### WHAT IS BEING ASKED
Rewrite every line of the entries below as a numbered list, skipping blank lines. Leave the pictures out.

### SOURCE RECORDS

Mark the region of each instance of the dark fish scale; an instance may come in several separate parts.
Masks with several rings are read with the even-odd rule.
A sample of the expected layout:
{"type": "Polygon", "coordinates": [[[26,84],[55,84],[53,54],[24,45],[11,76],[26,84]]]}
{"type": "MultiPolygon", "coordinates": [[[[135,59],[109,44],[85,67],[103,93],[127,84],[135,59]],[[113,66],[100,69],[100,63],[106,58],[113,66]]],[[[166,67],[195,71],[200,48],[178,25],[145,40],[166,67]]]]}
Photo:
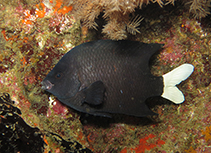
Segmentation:
{"type": "MultiPolygon", "coordinates": [[[[52,82],[52,89],[47,91],[81,112],[101,116],[110,116],[110,113],[153,115],[145,100],[162,94],[163,80],[150,73],[148,61],[161,47],[160,44],[135,41],[84,43],[65,54],[43,82],[52,82]],[[61,71],[63,79],[55,79],[57,71],[61,71]],[[100,96],[95,97],[94,91],[89,90],[97,81],[101,81],[105,88],[100,104],[97,104],[100,96]],[[86,97],[90,99],[87,93],[93,94],[92,104],[86,102],[86,97]],[[95,100],[97,105],[94,105],[95,100]]],[[[102,90],[100,83],[94,86],[97,88],[98,85],[102,90]]]]}

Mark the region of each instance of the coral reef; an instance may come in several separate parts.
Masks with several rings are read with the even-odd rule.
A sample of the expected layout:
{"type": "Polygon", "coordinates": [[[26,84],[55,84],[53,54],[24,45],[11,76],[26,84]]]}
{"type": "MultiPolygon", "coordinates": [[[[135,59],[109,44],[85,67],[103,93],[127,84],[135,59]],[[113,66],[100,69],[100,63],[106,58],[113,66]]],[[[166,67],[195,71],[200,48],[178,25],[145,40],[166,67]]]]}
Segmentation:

### TASK RESULT
1. Mark the region of each instance of the dark fish scale; an instance may come in several separate parts.
2. Masks with several rings are read with the even-odd rule.
3. A sample of the expected layout:
4. {"type": "Polygon", "coordinates": [[[26,84],[55,84],[53,54],[24,45],[11,76],[26,84]]]}
5. {"type": "MultiPolygon", "coordinates": [[[[135,59],[109,44],[85,67],[103,93],[127,84],[135,59]],[[113,66],[100,69],[100,63],[106,58],[113,66]]],[[[166,67],[195,71],[200,48],[178,25],[145,40],[166,67]]]]}
6. Photo:
7. Segmentation:
8. {"type": "MultiPolygon", "coordinates": [[[[52,82],[52,89],[47,91],[81,112],[101,116],[110,116],[110,113],[153,115],[145,100],[162,94],[163,80],[150,73],[148,61],[161,47],[160,44],[135,41],[84,43],[65,54],[43,82],[52,82]],[[61,71],[63,79],[55,79],[57,71],[61,71]],[[100,96],[95,97],[94,91],[89,90],[97,81],[101,81],[105,88],[100,104],[97,104],[100,96]],[[86,97],[90,99],[87,93],[93,94],[92,104],[86,102],[86,97]],[[95,100],[97,105],[94,105],[95,100]]],[[[102,90],[100,83],[94,86],[97,88],[98,85],[102,90]]]]}
9. Mark the region of each instance of the coral reef; an instance may come in several separate parts.
10. Masks with several rings are read with the even-odd rule.
11. A sample of the expected layout:
12. {"type": "Polygon", "coordinates": [[[26,84],[55,84],[53,54],[24,45],[11,76],[26,84]]]}
13. {"type": "MultiPolygon", "coordinates": [[[[135,59],[109,44],[85,67],[103,93],[127,84],[135,59]],[[113,66],[100,69],[100,63],[106,58],[113,66]]],[[[166,67],[195,71],[200,48],[178,25],[145,40],[166,67]]]]}
14. Segmentation:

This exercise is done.